Print every one of the following records word for word, with the pictures left out.

» Rows from a box labeling dataset
···

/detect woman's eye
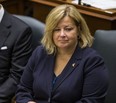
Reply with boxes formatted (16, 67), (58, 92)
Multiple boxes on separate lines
(65, 28), (73, 31)
(54, 29), (60, 31)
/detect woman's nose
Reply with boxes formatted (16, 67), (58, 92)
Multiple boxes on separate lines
(60, 30), (65, 37)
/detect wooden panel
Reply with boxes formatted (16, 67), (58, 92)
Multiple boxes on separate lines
(30, 0), (116, 35)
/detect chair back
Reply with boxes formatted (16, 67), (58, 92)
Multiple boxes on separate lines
(14, 15), (45, 50)
(92, 30), (116, 103)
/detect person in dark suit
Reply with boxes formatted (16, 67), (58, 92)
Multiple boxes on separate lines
(0, 4), (32, 103)
(16, 4), (109, 103)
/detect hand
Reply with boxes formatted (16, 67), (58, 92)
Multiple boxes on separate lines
(28, 101), (36, 103)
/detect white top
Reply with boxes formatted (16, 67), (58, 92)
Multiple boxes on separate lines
(0, 4), (4, 22)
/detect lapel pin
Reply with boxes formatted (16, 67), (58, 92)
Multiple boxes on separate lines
(72, 63), (75, 67)
(1, 46), (7, 50)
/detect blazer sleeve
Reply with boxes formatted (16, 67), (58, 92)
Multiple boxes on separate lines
(0, 26), (32, 103)
(75, 52), (109, 103)
(16, 48), (40, 103)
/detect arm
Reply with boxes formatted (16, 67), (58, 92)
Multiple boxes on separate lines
(76, 56), (108, 103)
(0, 28), (32, 103)
(16, 47), (38, 103)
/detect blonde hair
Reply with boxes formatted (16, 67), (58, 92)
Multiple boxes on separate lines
(41, 4), (93, 54)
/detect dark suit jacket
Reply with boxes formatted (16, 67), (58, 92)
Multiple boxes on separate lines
(0, 11), (32, 103)
(16, 46), (108, 103)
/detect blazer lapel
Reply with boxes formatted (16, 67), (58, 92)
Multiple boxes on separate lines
(0, 11), (11, 48)
(0, 24), (10, 48)
(53, 47), (82, 91)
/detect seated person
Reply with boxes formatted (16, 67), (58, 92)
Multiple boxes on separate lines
(16, 4), (109, 103)
(0, 4), (32, 103)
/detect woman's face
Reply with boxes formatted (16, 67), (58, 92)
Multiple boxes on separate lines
(53, 16), (78, 49)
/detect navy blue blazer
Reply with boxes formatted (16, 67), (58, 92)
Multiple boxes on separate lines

···

» ANSWER TO THE EXERCISE
/detect woman's eye
Reply with boxes formatted (16, 67), (58, 92)
Multiple boxes on separate lines
(65, 28), (73, 31)
(54, 29), (60, 31)
/detect woman's nose
Reply with boxes formatted (16, 67), (58, 92)
Multiple boxes on separate lines
(60, 30), (65, 37)
/detect wooden panel
Reply with boxes formatted (16, 67), (58, 92)
Multiple boxes on separate lines
(30, 0), (116, 35)
/detect chair back
Reply with boxes formatted (16, 67), (58, 92)
Multiple boxes on separate lines
(14, 15), (45, 50)
(92, 30), (116, 103)
/detect person in dark suit
Reply with boxes formatted (16, 67), (58, 92)
Multiple boxes on separate lines
(0, 4), (32, 103)
(16, 4), (109, 103)
/detect hand
Reply with boxes formatted (16, 67), (58, 92)
Multiple boxes on separate lines
(28, 101), (36, 103)
/detect white top
Reply with boxes formatted (16, 67), (58, 92)
Multiple boxes on separate lines
(0, 4), (4, 22)
/detect lapel pin
Reply with boxes formatted (16, 67), (58, 92)
Multiple boxes on separate lines
(72, 63), (75, 67)
(1, 46), (7, 50)
/detect blazer sleeve
Reply with boxes formatted (16, 67), (58, 92)
Multiple boxes on separate lines
(0, 26), (32, 103)
(75, 52), (109, 103)
(16, 48), (40, 103)
/detect arm
Reply with boxes formatted (16, 67), (58, 92)
Multiple boxes on separate lines
(76, 56), (108, 103)
(0, 28), (32, 103)
(16, 47), (38, 103)
/detect blonde hair
Reply with boxes formatted (16, 67), (58, 92)
Multiple boxes on separate lines
(41, 4), (93, 54)
/detect dark suit jacket
Reply with boxes formatted (16, 67), (58, 92)
Multiple boxes on separate lines
(0, 11), (32, 103)
(16, 46), (108, 103)
/detect blazer lapel
Reply with boxes formatted (16, 67), (58, 92)
Multiple boxes on separate lines
(0, 11), (11, 48)
(0, 24), (10, 48)
(53, 47), (82, 91)
/detect seated person
Reply with boxes formatted (16, 67), (58, 92)
Multiple boxes on separate lines
(16, 4), (109, 103)
(0, 4), (32, 103)
/detect woman's face
Reply with boxes formatted (16, 67), (58, 92)
Multiple boxes on separate lines
(53, 16), (78, 49)
/detect navy blue blazer
Reply with boxes formatted (16, 67), (58, 92)
Multiple boxes on separate lines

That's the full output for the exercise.